§ SUPPLIED TEXT:
= Sail (hieroglyph) =

Egyptian hieroglyph

The ancient Egyptian Sail hieroglyph is Gardiner sign listed no. P5 for the sail of a ship. The hieroglyph shows a hoisted sail, curved because of wind filling it. It is used in Egyptian hieroglyphs as a determinative for words related to wind, air, breath, sailors, (as "nefu"), floods-(of the Nile), etc. Also an ideogram in 'puff', 'wind', Egyptian ṯꜣw.

==Breath, in the Book of the Dead==
Because of the use of the word 'winds', the 'breath' concept became an equally important usage of the sail hieroglyph. The Nile current carried ships downstream-(north), but sometimes prevailing, or advantageous winds allowed upstream travel on the Nile.

§ YOUR TASKS:
1. According to the hieroglyph text, why did 'breath' become an important usage of the sail hieroglyph? Explain in one to three sentences.
2. In the hieroglyph text, what Gardiner sign number is the Sail hieroglyph listed as?
3. Return the hieroglyph text's wording from "The ancient Egyptian" to "on the Nile.", copied exactly.

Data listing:

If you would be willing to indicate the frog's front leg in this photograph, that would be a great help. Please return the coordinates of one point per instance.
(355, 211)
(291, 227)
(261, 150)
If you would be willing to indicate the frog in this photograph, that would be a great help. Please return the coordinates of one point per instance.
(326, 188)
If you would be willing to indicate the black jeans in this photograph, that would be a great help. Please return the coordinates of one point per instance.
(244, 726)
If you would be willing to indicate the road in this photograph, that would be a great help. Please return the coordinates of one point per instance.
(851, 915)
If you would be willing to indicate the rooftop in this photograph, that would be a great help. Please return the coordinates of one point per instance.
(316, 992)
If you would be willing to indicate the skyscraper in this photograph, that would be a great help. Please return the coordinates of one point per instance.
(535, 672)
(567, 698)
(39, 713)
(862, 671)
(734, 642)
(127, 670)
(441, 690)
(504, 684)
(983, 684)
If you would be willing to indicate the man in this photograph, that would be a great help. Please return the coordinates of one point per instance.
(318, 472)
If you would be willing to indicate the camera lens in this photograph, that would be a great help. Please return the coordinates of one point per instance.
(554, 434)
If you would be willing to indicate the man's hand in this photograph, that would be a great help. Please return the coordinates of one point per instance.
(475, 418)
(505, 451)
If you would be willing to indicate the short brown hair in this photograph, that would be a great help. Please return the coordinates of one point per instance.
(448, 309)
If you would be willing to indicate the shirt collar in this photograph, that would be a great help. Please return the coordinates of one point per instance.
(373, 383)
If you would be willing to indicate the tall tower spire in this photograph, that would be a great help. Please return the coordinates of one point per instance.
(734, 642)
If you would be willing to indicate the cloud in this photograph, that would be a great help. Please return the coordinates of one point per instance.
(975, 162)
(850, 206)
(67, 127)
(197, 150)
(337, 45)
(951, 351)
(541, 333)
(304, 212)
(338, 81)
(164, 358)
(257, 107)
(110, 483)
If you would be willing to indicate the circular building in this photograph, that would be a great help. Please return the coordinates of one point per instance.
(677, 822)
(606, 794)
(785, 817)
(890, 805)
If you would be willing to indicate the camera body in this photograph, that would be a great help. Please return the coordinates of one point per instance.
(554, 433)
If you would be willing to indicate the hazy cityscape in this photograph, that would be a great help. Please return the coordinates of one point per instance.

§ TASK-BY-TASK OUTPUTS:
1. The sail hieroglyph was used for the word 'winds'. Because of that use, the 'breath' concept became an equally important usage of the sign.

2. It is listed as Gardiner sign no. P5.

3.
The ancient Egyptian Sail hieroglyph is Gardiner sign listed no. P5 for the sail of a ship. The hieroglyph shows a hoisted sail, curved because of wind filling it. It is used in Egyptian hieroglyphs as a determinative for words related to wind, air, breath, sailors, (as "nefu"), floods-(of the Nile), etc. Also an ideogram in 'puff', 'wind', Egyptian ṯꜣw.

==Breath, in the Book of the Dead==
Because of the use of the word 'winds', the 'breath' concept became an equally important usage of the sail hieroglyph. The Nile current carried ships downstream-(north), but sometimes prevailing, or advantageous winds allowed upstream travel on the Nile.